*Task details*
Output every entry exactly, from the first line to the last.

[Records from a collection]
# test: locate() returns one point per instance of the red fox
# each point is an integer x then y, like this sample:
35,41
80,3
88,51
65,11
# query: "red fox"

*Exercise result*
# test: locate() returns one point per instance of the red fox
# each point is an integer x then y, like this sample:
35,41
80,3
88,51
65,11
# query: "red fox"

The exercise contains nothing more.